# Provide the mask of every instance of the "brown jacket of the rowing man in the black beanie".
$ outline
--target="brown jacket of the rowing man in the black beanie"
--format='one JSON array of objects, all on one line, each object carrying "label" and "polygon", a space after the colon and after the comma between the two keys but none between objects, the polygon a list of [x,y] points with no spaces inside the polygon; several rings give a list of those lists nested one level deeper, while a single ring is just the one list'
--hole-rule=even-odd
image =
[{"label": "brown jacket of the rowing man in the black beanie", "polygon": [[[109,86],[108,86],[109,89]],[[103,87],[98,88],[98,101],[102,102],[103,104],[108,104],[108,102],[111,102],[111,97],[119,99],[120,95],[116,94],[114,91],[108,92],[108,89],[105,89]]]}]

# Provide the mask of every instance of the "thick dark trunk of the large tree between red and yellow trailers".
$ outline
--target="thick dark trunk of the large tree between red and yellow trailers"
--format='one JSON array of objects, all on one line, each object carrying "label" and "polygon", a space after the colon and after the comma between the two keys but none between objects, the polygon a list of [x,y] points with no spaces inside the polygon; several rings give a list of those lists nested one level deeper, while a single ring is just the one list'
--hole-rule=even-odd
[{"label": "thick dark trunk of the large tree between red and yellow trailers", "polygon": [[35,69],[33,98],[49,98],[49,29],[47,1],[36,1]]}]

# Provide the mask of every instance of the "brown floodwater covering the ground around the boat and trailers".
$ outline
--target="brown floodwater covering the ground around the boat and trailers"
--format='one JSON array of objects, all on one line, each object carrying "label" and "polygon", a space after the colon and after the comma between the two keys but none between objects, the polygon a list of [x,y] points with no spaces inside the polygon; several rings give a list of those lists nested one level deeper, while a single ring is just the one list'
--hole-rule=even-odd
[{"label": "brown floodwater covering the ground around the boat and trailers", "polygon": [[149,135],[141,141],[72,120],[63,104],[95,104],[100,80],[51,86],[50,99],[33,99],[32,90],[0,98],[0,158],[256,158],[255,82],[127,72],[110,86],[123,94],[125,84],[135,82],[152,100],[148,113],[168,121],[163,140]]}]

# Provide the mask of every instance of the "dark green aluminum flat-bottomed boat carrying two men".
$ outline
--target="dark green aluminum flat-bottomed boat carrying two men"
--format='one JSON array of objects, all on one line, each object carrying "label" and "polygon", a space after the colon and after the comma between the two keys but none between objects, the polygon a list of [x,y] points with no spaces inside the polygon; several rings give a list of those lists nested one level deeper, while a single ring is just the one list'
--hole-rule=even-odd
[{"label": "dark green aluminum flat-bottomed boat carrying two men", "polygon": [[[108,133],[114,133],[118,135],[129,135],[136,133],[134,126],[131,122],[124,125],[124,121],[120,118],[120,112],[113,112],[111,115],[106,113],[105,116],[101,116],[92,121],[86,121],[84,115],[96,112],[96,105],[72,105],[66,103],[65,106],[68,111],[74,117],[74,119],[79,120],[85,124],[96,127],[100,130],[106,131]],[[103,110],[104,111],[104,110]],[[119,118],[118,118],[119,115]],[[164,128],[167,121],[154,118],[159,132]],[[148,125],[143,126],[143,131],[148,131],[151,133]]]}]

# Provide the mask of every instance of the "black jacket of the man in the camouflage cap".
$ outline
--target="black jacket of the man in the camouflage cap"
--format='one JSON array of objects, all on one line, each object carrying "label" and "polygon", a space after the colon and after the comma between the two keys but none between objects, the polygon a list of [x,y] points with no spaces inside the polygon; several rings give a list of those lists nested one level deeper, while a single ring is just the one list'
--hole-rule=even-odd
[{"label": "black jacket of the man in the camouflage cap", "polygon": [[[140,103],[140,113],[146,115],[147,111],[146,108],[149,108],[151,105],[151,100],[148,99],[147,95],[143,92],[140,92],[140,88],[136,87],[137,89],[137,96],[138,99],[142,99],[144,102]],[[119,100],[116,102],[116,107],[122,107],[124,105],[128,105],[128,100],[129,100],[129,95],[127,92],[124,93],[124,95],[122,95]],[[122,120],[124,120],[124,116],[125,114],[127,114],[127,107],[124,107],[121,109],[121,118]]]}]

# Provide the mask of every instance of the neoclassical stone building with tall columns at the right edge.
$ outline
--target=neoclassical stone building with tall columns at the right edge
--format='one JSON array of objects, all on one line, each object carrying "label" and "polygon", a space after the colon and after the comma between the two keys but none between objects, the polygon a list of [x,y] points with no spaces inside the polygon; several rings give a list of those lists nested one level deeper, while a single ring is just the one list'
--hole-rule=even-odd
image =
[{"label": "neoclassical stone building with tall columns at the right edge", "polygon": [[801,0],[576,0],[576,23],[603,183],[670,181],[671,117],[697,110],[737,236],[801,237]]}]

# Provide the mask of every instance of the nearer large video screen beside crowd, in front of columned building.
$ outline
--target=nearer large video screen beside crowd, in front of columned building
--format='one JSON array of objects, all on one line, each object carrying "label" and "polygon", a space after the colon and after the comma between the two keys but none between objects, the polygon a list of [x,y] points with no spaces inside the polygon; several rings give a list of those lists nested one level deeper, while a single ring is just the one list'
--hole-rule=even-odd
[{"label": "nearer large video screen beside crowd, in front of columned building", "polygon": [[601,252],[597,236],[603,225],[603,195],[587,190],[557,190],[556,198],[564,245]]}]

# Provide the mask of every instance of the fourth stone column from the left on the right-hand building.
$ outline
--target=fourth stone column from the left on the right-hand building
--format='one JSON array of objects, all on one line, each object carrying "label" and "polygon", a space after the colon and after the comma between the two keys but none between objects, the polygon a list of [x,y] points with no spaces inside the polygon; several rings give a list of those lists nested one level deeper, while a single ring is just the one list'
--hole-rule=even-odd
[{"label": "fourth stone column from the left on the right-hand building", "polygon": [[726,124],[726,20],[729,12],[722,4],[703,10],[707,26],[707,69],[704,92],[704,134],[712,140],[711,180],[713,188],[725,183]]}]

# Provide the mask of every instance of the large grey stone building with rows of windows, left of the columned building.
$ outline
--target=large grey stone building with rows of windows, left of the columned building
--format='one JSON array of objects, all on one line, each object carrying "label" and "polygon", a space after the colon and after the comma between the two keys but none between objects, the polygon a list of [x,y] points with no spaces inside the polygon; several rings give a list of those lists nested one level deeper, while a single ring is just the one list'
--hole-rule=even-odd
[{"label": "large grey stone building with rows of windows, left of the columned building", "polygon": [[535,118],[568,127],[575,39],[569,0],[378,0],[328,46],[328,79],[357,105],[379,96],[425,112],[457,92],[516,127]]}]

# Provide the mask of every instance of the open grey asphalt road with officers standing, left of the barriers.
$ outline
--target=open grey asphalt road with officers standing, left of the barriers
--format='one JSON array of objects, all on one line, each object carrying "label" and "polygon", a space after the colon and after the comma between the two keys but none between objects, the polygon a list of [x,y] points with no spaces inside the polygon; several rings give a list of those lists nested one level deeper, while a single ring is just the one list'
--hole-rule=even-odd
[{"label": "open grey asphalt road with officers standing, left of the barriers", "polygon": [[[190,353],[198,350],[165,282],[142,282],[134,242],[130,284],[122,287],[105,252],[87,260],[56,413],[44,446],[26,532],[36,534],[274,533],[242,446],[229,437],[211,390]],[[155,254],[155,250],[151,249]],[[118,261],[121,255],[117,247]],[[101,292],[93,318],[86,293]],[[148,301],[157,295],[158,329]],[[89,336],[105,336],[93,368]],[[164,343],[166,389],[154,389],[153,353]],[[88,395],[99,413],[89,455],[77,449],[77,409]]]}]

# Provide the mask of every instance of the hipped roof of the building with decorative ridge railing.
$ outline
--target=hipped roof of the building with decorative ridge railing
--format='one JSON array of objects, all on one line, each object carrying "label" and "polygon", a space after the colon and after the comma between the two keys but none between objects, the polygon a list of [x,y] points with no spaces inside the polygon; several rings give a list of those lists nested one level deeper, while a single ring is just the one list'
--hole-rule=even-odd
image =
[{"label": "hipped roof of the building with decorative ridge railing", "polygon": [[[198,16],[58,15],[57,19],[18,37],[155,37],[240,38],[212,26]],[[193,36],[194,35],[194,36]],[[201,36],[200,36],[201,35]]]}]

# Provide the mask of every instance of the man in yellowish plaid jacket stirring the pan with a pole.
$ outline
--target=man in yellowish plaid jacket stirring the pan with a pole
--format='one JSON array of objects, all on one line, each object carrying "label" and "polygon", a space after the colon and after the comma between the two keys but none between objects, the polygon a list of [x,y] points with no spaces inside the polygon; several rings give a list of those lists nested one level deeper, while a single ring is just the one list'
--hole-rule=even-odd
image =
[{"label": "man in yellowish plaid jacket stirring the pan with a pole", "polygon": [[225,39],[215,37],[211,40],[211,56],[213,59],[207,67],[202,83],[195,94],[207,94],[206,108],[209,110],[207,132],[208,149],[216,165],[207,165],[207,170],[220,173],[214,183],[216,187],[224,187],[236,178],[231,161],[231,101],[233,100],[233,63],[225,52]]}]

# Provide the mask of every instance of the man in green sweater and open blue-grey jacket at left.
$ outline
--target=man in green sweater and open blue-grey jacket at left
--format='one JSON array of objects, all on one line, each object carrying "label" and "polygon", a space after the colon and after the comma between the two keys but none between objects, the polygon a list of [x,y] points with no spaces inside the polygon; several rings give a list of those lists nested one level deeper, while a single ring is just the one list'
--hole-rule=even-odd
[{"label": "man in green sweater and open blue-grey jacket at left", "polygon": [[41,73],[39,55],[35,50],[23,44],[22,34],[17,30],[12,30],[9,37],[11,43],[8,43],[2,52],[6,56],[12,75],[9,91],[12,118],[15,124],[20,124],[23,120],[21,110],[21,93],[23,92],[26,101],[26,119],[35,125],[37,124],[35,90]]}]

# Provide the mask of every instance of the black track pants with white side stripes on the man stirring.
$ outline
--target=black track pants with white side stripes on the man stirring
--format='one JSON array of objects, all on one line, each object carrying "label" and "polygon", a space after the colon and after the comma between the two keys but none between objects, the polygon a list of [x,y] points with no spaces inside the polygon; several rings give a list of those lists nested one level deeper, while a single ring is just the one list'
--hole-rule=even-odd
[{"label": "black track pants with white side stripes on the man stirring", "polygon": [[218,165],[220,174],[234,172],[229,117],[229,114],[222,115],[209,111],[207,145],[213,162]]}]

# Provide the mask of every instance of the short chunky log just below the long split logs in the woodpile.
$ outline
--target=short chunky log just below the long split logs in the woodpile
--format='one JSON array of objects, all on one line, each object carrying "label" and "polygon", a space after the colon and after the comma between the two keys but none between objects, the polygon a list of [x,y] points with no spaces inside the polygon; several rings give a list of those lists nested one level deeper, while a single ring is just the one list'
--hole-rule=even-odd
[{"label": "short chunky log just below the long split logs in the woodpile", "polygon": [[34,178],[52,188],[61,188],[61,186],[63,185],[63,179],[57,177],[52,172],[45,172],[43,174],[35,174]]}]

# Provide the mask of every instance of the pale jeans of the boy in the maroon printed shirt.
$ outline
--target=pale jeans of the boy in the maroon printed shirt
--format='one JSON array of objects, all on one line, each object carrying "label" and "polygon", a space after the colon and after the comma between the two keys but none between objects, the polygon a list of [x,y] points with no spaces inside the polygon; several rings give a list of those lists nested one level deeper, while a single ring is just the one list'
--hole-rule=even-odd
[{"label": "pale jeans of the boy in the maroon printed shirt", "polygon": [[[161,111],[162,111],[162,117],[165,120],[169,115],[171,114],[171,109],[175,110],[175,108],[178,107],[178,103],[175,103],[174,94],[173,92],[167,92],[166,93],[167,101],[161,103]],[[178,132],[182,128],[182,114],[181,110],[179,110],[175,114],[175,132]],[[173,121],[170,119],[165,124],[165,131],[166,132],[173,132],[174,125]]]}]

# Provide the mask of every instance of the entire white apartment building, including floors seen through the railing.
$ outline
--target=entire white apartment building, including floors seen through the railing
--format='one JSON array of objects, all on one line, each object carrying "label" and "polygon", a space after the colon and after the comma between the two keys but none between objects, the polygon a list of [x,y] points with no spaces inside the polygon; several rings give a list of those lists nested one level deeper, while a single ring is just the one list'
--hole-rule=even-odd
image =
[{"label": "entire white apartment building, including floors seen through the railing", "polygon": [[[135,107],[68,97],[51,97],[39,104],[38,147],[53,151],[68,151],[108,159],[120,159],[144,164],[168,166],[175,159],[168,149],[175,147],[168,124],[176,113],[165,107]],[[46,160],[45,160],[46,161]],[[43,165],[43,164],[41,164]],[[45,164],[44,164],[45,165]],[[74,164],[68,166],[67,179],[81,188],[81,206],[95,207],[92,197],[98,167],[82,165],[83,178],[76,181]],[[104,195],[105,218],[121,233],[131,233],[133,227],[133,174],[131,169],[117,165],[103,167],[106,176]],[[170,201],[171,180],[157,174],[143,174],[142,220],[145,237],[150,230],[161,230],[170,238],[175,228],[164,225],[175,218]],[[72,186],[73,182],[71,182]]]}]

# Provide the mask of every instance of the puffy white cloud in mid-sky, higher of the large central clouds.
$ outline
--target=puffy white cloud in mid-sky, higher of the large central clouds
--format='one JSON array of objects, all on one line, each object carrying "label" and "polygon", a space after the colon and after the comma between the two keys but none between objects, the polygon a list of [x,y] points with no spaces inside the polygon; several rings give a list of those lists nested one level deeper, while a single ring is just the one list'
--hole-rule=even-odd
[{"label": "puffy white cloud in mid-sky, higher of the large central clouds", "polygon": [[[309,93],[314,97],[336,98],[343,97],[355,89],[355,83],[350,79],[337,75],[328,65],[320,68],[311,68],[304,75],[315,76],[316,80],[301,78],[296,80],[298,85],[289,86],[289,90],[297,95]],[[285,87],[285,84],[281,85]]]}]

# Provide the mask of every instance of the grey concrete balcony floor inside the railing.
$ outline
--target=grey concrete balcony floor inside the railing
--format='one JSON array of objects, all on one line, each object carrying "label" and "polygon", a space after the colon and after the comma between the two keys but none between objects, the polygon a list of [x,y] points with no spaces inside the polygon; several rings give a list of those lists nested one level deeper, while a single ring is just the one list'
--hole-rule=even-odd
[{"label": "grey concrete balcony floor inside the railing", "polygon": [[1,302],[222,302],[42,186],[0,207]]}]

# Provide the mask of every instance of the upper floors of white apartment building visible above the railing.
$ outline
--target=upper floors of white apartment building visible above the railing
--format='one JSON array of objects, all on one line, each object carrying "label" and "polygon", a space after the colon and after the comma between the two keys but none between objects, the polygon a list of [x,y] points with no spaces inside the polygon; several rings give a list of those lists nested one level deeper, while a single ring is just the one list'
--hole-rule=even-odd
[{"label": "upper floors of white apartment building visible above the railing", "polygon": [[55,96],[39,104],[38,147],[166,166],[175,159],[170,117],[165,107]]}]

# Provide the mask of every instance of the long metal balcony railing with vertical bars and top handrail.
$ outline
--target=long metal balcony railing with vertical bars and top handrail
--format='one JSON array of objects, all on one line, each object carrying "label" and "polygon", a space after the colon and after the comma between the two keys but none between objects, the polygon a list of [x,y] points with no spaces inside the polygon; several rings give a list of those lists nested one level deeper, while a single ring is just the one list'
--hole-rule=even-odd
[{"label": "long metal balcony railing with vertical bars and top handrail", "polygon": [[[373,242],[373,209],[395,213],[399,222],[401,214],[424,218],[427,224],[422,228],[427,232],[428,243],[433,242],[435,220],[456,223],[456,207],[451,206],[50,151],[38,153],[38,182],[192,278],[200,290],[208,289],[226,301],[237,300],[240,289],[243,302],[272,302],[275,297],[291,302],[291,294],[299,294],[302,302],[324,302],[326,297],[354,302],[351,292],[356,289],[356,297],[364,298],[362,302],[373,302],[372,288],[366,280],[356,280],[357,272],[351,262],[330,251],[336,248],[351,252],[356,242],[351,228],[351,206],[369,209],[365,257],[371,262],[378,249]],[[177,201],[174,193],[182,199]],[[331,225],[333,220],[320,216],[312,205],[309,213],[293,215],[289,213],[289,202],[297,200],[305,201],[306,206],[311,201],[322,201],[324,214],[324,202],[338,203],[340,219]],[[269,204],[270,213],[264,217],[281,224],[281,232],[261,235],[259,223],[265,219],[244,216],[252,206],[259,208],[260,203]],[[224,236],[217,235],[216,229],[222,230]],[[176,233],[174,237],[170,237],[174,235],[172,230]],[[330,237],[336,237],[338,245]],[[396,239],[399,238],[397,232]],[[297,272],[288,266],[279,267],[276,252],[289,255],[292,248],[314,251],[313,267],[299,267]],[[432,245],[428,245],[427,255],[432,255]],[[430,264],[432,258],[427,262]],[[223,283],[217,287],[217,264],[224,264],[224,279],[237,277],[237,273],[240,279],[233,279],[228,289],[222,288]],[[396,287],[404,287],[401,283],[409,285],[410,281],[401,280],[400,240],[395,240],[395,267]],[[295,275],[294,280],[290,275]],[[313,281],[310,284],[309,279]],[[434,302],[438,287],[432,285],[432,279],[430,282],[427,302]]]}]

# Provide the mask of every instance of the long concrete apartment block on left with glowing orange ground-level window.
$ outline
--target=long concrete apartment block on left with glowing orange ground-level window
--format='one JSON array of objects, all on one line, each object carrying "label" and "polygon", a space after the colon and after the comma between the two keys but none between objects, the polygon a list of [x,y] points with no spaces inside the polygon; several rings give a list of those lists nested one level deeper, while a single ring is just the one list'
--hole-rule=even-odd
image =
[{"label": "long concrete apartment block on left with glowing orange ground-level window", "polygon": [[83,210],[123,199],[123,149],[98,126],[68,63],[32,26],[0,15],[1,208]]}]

_Requirement_. Could you repeat exactly the lines in the listing above from the one with "--target=entire white apartment" down to the one with "--target=puffy white cloud"? Include both of those lines.

_Written solution_.
--target=entire white apartment building, including floors seen through the railing
--format='one JSON array of objects, all on one line, each object carrying "label" and "polygon", a space after the colon and after the comma between the two keys but none between objects, the polygon a list of [x,y] points with no spaces inside the polygon; several rings give a list of those lists nested one level deeper, while a single ring is just the one list'
--hole-rule=even-odd
image =
[{"label": "entire white apartment building, including floors seen through the railing", "polygon": [[[135,107],[68,97],[51,97],[39,104],[38,147],[53,151],[68,151],[108,159],[120,159],[144,164],[168,166],[175,159],[168,149],[175,147],[168,124],[176,113],[165,107]],[[46,160],[45,160],[46,161]],[[43,165],[43,164],[41,164]],[[45,164],[44,164],[45,165]],[[74,164],[68,166],[67,179],[81,188],[81,206],[95,207],[92,197],[98,167],[82,165],[83,178],[76,181]],[[104,195],[105,218],[121,233],[131,233],[133,227],[133,174],[131,169],[117,165],[103,167],[106,176]],[[170,201],[171,180],[157,174],[143,174],[142,220],[145,237],[150,230],[161,230],[170,238],[175,228],[164,225],[175,218]],[[72,186],[73,182],[71,182]]]}]

# Provide the mask of every instance of the puffy white cloud in mid-sky, higher of the large central clouds.
$ outline
--target=puffy white cloud in mid-sky, higher of the large central clouds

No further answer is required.